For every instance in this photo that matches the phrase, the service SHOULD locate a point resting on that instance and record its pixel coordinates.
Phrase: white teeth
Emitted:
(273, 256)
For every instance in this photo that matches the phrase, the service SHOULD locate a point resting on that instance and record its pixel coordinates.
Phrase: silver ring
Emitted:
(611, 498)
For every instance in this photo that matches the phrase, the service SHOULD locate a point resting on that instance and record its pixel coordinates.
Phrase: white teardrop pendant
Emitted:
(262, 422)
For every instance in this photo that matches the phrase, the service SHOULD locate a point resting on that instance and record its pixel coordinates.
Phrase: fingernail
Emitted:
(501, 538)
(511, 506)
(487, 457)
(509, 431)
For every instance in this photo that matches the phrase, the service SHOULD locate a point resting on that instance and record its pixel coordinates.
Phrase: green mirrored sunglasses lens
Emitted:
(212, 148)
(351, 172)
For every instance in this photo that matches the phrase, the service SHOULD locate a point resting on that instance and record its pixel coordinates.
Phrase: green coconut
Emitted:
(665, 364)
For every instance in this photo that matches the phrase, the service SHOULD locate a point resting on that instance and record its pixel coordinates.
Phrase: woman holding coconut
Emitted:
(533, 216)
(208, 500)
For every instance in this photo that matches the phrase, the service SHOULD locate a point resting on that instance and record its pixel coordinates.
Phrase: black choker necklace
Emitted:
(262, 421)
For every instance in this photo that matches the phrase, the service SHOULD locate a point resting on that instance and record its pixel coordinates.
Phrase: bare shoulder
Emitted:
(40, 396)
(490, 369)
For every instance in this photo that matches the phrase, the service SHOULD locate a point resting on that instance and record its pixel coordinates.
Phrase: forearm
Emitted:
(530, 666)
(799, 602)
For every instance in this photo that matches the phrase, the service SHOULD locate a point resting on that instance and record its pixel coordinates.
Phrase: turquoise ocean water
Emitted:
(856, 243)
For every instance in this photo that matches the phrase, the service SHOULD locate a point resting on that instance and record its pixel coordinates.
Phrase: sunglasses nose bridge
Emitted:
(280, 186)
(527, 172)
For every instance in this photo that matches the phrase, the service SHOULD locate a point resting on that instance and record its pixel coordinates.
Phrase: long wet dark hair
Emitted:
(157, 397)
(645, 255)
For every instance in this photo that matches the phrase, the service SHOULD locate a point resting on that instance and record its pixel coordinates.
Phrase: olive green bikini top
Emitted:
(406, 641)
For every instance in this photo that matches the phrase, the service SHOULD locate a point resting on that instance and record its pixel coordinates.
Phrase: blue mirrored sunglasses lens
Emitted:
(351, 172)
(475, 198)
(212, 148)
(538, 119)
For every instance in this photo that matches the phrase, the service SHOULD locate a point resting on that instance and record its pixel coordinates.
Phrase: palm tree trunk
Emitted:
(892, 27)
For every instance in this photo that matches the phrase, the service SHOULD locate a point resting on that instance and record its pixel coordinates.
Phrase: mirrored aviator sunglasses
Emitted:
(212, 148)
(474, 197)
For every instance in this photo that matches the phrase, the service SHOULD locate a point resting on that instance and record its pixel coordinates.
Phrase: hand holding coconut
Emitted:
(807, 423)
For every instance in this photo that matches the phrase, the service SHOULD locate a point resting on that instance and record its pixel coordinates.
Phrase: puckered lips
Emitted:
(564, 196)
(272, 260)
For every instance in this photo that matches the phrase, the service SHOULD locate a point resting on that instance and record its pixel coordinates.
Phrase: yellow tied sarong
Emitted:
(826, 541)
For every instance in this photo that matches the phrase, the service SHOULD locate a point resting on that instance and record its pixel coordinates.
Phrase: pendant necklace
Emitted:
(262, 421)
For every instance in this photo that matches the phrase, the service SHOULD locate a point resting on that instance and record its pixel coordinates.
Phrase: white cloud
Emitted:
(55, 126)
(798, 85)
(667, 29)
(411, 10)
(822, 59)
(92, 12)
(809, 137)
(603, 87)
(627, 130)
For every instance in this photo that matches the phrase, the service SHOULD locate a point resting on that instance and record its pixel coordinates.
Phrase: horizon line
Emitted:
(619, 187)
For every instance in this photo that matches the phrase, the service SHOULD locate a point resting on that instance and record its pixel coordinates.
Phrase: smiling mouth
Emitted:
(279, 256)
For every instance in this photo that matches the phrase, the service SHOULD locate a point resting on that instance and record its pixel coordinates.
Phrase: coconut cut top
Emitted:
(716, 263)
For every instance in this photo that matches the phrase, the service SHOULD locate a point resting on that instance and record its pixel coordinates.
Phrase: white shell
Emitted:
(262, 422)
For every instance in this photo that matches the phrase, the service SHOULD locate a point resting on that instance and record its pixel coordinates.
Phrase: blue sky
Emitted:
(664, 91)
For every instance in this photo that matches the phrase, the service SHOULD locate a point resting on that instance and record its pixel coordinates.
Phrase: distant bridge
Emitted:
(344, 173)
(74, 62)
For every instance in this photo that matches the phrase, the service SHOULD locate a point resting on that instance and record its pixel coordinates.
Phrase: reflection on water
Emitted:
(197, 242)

___

• [Instructions to follow]:
Only the lines holding the word "coconut" belong in the answer; copy them from the listing above.

• [Task solution]:
Phrase: green coconut
Phrase: woman holding coconut
Phrase: hand holding coconut
Phrase: coconut cut top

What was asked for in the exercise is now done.